* **Short problem**
Reproduce the material below word for word, beginning with its first line and ending with the line that contains "x=272, y=276".

* **Input data**

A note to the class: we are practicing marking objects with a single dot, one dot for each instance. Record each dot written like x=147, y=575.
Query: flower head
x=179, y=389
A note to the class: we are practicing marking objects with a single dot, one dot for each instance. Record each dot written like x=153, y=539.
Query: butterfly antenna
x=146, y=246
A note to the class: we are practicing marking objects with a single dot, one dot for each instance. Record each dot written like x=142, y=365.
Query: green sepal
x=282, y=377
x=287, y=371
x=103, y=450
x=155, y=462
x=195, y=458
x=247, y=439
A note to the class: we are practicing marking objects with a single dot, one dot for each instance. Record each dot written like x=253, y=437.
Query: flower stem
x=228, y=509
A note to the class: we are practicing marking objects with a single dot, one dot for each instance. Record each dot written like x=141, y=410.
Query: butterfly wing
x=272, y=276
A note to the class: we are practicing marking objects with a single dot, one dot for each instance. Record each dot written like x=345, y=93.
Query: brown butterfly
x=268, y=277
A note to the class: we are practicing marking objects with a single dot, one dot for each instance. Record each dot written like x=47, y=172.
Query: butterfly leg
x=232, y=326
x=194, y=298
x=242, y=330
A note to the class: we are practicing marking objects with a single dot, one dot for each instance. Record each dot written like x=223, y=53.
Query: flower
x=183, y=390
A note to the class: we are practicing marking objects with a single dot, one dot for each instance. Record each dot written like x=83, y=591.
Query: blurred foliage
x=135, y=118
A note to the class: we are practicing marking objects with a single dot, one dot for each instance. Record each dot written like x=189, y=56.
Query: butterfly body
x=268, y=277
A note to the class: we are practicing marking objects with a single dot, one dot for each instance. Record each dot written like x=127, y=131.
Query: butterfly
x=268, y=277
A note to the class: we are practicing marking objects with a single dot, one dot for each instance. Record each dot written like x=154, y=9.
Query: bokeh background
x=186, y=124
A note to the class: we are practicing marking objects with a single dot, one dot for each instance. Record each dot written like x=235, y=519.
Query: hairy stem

* **Written reply**
A note to the class: we are practicing marking objects with a single dot, one dot for each instance. Record each dot written like x=147, y=575.
Query: flower head
x=179, y=389
A note to the class: we are practicing marking objects with a single dot, one dot for each instance. Record each dot written like x=153, y=539.
Query: butterfly antenna
x=146, y=246
A note to the class: we are practicing marking objects with a single dot, one dot for each instance. Record each dot written like x=142, y=365.
Query: green sepal
x=282, y=377
x=287, y=371
x=103, y=450
x=155, y=462
x=195, y=458
x=247, y=439
A note to the class: we are practicing marking objects with a single dot, one dot for each instance. Record each dot written like x=253, y=437.
Query: flower stem
x=228, y=509
A note to the class: we are practicing marking objects with a single dot, one dot for each instance. Record each dot written like x=141, y=410.
Query: butterfly wing
x=272, y=276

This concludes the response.